Provided passage Block Start

A few interesting articles I recently came across…
This from Forbes, about lessons of entrepreneurship from the study of complex systems.
[T]he environment, the human brain, the economy, and other complex systems have much in common:
Order in them emerges not from top-down command and control but bottom-up from the interactions of large numbers of interconnected elements. These elements may be individual species creating sustainable ecosystems; neurons creating thought patterns; or buyers and sellers creating business cycles and wage and price levels.
Those interconnected elements also form feedback loops that can produce unpredictable and often extreme results (e.g., peacocks’ tails, fads, best-sellers, cancer).
Diversity tends to grow with the number of combinations of elements, that is, exponentially with the number of elements (e.g., the Cambrian explosion and the Industrial Revolution). Diversity tends to enhance robustness (e.g., genetically similar crops are more vulnerable to parasites; identical PC operating systems, to viruses).
Unintended consequences arise if you try to control such systems top down (e.g., drug wars foster organized crime; draining of wetlands cause flash floods and droughts; rent control reduces the quantity and quality of housing and thus may drive up rents).
The systems are dynamic and never at equilibrium.

Provided passage Block End
The data Block Start

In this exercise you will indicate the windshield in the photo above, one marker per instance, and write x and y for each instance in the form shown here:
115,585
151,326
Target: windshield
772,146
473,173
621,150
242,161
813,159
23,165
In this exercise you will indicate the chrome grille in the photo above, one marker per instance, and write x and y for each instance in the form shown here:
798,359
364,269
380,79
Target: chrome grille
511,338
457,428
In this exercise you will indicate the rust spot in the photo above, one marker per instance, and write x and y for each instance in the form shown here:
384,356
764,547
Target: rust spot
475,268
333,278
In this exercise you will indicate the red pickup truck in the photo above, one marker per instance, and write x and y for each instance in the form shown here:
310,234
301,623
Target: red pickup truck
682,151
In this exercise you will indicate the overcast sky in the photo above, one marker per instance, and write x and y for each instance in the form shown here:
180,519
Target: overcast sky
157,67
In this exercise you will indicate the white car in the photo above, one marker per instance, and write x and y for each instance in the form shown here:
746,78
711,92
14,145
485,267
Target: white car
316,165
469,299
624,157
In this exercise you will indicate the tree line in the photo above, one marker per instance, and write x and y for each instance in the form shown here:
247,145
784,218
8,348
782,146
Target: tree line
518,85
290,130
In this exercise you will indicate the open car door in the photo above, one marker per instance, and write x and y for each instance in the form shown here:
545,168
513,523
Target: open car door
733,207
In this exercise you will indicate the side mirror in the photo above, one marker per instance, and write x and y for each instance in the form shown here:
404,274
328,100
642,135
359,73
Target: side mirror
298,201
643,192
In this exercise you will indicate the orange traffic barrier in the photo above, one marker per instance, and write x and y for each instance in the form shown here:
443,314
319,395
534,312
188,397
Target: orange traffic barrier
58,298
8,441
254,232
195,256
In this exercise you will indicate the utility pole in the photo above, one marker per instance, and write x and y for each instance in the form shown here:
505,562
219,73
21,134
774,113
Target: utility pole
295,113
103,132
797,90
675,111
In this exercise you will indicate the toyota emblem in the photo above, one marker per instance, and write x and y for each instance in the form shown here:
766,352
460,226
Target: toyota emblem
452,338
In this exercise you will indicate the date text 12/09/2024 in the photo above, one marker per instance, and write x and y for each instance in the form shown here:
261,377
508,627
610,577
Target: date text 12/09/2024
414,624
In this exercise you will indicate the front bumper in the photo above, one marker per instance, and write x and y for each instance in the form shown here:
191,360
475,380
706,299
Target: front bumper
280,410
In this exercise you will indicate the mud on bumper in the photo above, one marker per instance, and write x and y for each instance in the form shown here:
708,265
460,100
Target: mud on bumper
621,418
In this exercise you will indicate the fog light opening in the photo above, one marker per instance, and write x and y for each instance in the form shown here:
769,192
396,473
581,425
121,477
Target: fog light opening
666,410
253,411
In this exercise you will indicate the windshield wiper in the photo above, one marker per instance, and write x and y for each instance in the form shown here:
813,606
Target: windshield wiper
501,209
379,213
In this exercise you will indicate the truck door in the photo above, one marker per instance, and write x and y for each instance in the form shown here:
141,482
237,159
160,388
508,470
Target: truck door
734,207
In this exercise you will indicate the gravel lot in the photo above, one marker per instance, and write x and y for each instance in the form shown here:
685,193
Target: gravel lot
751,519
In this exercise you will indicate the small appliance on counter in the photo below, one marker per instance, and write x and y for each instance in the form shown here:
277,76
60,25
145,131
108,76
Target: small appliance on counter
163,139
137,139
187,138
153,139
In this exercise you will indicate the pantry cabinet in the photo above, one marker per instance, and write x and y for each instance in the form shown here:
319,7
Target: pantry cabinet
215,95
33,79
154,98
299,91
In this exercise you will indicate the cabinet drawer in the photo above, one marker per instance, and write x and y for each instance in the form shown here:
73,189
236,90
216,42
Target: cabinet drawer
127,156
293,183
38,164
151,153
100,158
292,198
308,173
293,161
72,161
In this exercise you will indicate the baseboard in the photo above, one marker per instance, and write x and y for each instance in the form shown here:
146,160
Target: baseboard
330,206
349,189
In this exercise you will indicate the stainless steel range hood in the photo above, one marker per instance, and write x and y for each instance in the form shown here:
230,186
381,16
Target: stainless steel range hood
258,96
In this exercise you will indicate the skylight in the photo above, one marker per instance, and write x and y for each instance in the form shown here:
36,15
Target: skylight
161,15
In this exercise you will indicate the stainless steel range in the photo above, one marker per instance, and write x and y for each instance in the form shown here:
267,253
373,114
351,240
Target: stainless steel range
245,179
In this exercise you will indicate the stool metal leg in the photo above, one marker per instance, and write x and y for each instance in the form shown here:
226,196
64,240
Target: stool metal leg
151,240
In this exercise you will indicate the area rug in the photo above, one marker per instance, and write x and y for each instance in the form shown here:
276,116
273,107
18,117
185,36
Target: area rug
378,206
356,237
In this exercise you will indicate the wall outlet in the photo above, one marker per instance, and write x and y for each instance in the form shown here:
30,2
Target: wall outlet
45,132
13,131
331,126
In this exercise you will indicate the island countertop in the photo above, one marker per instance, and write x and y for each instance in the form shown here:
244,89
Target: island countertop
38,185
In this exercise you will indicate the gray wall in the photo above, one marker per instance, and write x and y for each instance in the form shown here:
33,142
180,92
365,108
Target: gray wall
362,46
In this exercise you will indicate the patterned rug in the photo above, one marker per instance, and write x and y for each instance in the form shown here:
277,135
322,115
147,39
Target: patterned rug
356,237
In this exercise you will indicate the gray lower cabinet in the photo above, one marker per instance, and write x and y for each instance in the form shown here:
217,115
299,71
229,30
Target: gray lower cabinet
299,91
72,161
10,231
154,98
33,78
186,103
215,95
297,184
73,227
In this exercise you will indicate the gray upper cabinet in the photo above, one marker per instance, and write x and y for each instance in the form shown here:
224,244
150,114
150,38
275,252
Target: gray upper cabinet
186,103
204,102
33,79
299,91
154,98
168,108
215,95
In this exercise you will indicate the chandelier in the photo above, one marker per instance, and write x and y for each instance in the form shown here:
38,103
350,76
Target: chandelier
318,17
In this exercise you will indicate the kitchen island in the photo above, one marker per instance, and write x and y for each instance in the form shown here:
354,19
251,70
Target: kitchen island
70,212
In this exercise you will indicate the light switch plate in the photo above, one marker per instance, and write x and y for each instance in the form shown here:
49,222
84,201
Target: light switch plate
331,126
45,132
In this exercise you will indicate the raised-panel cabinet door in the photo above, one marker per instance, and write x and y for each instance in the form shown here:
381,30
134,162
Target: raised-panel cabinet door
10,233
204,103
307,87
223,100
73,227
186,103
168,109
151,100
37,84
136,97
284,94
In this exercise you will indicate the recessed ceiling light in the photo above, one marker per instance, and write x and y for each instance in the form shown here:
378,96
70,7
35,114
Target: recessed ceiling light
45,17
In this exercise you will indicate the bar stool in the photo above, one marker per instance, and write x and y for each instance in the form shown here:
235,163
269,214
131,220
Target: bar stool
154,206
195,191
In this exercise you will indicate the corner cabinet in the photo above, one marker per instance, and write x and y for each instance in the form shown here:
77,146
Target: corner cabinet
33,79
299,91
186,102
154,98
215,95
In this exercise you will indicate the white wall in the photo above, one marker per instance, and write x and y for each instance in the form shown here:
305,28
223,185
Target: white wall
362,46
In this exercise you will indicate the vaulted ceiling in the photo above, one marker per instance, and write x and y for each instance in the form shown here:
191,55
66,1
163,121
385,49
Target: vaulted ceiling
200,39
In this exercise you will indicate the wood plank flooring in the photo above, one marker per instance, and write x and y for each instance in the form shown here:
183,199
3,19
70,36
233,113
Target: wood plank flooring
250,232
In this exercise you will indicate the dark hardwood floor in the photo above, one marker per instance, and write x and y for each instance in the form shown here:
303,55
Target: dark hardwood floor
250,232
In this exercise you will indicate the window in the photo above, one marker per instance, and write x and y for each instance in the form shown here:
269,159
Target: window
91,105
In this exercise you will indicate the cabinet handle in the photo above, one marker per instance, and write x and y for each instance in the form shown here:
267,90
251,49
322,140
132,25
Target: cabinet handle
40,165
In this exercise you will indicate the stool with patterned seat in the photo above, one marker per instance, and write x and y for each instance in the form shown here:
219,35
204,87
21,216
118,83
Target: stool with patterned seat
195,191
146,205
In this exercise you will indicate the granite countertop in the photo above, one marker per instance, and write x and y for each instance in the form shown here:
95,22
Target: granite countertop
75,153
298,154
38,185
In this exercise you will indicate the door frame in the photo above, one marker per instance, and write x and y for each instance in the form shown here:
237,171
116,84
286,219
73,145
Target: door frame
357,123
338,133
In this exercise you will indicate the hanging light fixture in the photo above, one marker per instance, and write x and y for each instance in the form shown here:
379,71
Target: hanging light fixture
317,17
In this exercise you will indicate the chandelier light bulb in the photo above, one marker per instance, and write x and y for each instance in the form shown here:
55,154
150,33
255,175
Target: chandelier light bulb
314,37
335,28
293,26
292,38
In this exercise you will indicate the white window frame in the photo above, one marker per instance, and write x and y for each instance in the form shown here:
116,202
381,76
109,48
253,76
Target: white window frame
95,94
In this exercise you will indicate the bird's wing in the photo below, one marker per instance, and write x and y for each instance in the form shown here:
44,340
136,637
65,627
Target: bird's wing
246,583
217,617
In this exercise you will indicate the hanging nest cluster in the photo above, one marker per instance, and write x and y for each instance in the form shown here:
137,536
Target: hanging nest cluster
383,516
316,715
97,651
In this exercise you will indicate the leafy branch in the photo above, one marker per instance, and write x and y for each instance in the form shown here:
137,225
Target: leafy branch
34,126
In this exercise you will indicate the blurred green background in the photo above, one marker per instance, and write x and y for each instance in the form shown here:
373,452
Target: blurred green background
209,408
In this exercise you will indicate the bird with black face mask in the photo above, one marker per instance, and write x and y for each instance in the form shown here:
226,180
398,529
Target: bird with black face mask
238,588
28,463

The data Block End

• _Description of the task_
Turn the paragraph in the passage on complex systems that begins "Unintended consequences arise" into a short list that keeps its main facts.

• _Answer box_
Trying to control complex systems from the top down causes unintended consequences, for example:
- Drug wars foster organized crime.
- Draining wetlands causes flash floods and droughts.
- Rent control reduces the quantity and quality of housing and so may drive up rents.